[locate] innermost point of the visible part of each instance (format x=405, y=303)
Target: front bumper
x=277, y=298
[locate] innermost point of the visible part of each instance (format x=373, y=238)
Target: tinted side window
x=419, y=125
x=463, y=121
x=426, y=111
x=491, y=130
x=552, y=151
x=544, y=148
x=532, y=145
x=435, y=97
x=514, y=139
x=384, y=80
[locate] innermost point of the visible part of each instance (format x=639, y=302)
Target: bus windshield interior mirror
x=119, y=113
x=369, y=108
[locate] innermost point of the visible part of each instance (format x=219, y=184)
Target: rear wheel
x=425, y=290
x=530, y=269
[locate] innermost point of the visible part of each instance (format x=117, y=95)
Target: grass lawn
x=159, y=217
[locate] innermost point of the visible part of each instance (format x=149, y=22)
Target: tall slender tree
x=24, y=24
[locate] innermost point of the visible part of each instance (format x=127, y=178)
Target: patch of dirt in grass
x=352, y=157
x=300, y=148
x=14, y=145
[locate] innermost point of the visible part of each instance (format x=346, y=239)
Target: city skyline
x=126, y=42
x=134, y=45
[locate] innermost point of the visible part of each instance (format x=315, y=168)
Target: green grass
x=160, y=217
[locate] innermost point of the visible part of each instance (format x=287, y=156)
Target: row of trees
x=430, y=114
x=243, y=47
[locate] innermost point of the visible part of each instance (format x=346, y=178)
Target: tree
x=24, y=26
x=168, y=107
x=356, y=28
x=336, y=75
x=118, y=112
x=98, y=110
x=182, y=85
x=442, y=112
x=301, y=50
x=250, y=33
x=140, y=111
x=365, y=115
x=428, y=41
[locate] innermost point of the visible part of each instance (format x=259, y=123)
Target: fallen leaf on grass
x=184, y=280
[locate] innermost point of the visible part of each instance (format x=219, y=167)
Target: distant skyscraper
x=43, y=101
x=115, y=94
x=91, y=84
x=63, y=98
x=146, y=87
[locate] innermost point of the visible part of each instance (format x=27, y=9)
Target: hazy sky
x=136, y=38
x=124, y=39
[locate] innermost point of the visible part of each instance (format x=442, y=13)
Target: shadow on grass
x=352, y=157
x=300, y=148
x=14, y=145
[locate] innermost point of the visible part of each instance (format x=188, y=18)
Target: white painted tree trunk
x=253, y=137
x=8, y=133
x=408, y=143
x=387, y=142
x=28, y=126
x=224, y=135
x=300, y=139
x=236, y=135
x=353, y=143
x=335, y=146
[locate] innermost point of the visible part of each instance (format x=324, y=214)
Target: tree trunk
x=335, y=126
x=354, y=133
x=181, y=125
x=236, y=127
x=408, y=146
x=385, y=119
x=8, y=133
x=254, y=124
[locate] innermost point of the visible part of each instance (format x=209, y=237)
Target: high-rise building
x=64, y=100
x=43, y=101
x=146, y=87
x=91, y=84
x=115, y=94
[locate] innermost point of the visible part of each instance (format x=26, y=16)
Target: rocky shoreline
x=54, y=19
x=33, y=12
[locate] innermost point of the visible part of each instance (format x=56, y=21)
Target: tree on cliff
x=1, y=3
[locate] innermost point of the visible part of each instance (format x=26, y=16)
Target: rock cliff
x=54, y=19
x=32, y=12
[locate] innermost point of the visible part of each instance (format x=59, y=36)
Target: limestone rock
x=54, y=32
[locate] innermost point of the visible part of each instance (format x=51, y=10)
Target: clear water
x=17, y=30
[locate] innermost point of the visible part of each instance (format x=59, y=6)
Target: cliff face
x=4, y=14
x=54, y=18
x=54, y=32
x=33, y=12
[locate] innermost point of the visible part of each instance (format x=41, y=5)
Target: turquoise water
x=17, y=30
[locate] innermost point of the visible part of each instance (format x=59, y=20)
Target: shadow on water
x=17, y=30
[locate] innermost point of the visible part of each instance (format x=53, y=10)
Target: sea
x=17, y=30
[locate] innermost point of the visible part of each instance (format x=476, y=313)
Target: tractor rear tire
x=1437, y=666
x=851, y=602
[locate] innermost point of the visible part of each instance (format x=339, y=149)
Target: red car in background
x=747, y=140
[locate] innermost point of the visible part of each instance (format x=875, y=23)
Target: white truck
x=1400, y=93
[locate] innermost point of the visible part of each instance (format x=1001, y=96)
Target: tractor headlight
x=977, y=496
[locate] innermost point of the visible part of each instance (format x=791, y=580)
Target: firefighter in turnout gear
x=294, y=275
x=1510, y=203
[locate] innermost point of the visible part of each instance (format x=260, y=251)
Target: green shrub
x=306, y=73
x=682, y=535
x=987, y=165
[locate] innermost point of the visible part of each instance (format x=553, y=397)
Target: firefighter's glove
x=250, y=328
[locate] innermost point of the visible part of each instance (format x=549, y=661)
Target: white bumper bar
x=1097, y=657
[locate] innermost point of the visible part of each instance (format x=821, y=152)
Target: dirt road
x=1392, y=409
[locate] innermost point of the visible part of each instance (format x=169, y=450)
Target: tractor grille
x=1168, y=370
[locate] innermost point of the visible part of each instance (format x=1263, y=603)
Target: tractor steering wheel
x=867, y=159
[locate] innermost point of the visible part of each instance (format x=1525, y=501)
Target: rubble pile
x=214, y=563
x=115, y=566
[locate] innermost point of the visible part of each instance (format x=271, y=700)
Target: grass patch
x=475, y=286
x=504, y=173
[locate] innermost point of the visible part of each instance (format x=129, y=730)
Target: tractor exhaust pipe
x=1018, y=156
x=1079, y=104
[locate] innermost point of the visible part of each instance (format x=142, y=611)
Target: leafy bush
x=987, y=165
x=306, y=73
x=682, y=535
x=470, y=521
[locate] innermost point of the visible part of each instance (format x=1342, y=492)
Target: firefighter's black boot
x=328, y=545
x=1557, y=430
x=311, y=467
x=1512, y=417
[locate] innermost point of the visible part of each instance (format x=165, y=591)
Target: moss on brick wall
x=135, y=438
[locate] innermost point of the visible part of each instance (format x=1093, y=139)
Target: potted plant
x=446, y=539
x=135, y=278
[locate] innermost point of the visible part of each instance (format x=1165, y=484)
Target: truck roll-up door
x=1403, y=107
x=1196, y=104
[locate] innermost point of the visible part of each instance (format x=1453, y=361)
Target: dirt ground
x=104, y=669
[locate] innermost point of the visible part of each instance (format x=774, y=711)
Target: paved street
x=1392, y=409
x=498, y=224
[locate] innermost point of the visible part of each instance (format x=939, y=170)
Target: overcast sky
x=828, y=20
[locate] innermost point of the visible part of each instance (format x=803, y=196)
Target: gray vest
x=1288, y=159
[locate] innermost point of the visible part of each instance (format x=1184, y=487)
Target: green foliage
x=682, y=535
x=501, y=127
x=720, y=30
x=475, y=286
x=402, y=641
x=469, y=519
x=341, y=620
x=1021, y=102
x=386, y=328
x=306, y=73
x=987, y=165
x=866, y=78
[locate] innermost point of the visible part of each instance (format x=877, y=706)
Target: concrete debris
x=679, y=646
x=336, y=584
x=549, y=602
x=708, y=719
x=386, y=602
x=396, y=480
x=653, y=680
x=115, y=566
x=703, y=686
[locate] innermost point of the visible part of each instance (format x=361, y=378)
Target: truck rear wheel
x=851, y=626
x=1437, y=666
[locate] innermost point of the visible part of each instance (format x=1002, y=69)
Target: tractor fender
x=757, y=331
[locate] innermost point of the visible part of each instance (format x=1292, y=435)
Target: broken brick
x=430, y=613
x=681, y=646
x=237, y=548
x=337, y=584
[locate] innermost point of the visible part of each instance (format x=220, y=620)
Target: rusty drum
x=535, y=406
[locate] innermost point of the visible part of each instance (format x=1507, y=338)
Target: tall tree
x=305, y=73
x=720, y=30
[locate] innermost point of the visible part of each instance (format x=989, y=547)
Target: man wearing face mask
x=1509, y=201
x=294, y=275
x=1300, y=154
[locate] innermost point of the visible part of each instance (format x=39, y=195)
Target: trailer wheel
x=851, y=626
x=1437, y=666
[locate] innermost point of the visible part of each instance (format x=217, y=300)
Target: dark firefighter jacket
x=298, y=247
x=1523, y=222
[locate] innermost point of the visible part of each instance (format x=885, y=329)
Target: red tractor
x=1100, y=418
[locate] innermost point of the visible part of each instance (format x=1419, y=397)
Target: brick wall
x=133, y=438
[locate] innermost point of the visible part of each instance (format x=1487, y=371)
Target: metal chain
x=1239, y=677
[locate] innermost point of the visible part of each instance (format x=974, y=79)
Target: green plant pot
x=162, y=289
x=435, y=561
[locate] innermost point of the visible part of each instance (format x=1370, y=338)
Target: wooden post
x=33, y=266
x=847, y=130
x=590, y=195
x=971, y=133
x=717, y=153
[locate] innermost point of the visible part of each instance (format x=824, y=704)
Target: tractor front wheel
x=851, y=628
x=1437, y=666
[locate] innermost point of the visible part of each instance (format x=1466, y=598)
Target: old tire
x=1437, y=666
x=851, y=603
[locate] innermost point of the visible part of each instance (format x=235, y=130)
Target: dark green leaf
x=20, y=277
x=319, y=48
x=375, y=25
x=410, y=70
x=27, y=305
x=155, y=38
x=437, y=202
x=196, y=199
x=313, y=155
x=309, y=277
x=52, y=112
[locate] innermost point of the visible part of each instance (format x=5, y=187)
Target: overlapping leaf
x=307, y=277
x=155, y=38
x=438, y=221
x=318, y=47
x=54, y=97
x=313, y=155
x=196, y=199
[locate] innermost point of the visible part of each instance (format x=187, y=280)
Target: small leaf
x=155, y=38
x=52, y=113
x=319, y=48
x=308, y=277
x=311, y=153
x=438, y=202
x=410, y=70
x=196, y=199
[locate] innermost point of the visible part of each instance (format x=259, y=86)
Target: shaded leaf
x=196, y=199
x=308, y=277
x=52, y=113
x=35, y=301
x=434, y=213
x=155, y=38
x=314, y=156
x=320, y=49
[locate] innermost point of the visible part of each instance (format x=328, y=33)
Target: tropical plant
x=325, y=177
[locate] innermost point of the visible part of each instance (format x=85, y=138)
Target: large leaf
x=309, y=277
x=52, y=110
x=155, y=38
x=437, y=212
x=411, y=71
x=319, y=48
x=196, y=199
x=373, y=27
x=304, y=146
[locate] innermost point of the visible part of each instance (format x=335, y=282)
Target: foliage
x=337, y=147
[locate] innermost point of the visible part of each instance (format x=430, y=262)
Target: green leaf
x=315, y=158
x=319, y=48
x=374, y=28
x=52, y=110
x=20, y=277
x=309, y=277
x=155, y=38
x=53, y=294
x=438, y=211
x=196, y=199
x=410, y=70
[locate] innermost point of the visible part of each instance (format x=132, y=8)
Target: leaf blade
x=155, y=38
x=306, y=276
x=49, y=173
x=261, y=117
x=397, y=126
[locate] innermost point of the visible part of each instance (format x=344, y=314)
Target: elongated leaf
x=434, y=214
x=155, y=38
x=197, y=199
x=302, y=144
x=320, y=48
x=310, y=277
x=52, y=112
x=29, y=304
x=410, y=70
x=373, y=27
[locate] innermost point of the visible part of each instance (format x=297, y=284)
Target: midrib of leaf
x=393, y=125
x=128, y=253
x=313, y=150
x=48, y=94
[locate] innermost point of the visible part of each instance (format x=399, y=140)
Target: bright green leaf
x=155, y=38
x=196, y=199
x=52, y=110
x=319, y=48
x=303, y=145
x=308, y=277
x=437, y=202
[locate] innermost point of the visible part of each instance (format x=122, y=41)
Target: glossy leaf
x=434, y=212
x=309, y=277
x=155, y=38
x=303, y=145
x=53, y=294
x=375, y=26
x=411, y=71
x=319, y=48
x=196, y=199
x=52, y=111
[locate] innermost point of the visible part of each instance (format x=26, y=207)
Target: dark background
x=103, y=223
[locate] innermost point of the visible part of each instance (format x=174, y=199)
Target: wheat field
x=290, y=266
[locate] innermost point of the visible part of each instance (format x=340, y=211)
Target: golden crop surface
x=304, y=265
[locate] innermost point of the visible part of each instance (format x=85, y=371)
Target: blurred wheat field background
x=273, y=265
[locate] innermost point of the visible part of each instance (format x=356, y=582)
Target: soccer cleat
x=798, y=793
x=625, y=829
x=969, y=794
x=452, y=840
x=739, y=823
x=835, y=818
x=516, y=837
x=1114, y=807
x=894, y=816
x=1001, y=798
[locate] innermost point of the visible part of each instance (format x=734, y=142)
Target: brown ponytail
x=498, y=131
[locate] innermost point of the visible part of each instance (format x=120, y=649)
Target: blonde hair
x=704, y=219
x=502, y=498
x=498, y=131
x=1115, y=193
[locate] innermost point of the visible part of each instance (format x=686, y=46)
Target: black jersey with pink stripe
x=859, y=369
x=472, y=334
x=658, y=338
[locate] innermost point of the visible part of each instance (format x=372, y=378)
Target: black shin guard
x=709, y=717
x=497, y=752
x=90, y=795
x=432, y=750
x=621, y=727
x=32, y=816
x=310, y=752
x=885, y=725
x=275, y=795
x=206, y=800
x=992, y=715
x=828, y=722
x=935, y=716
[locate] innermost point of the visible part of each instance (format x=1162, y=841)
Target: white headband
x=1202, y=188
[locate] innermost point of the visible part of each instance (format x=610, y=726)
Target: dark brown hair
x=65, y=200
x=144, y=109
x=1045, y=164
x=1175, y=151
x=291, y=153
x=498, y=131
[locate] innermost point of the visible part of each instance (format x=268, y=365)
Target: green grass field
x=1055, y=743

== == ==

● **Required work**: Format everything in the data from the line containing "(format x=219, y=184)" down to the line containing "x=160, y=217" as a numbered list, leaving out any blank lines.

● **Complete answer**:
1. [locate] innermost point of the visible part of each instance (format x=219, y=184)
2. Target: rear wheel
3. x=425, y=290
4. x=530, y=269
5. [locate] innermost point of the visible part of each instance (format x=117, y=95)
6. Target: grass lawn
7. x=159, y=217
8. [locate] innermost point of the visible part of each instance (format x=149, y=22)
9. Target: tall slender tree
10. x=24, y=24
11. [locate] innermost point of the visible part of each instance (format x=127, y=178)
12. Target: patch of dirt in grass
13. x=352, y=157
14. x=300, y=148
15. x=14, y=145
16. [locate] innermost point of the visible part of each instance (format x=346, y=239)
17. Target: city skyline
18. x=126, y=42
19. x=134, y=45
20. [locate] innermost point of the visible part of each instance (format x=315, y=168)
21. Target: green grass
22. x=160, y=217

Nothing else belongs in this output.